### Required action
Every line with "long" in it must be copied from the data.

### Dataset items
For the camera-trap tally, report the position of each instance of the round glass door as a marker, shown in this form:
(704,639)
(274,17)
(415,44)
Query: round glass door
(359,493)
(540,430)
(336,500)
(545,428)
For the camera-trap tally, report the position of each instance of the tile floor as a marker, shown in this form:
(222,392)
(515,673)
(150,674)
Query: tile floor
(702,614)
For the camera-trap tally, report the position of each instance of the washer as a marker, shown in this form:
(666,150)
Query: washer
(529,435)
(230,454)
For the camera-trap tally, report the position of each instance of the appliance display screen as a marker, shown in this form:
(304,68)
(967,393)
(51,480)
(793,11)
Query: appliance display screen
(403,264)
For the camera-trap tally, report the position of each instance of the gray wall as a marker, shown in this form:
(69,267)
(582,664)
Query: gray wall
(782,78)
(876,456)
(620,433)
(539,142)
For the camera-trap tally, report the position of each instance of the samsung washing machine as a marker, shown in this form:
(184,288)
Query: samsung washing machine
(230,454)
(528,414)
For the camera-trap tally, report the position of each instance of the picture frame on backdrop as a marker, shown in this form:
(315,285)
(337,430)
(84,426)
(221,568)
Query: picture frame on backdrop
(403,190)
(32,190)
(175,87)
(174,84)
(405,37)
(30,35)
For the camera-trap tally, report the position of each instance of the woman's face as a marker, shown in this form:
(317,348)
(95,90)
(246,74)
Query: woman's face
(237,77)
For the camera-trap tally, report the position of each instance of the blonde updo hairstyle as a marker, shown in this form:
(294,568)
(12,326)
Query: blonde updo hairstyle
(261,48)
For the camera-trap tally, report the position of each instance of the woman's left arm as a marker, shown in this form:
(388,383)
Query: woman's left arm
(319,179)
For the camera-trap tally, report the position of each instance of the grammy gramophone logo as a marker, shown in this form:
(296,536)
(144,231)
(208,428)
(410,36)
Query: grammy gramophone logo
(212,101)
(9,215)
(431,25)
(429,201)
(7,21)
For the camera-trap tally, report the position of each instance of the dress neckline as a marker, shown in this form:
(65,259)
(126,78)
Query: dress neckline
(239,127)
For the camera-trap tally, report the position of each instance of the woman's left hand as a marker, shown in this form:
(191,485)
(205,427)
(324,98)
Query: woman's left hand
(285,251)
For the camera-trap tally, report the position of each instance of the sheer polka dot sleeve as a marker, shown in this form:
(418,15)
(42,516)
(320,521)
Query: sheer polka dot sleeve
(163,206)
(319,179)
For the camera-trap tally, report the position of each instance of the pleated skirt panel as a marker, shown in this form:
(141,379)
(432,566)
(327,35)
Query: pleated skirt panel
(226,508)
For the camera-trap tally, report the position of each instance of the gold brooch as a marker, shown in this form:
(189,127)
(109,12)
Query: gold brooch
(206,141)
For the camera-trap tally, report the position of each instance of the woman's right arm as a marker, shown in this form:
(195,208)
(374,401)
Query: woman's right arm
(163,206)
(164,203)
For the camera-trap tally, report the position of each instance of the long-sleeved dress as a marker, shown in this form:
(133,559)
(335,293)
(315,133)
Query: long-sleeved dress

### Output of the task
For the camera-trap tally, report the position of each instance of the long-sleeved dress as a marker, shown in this form:
Query: long-sleeved dress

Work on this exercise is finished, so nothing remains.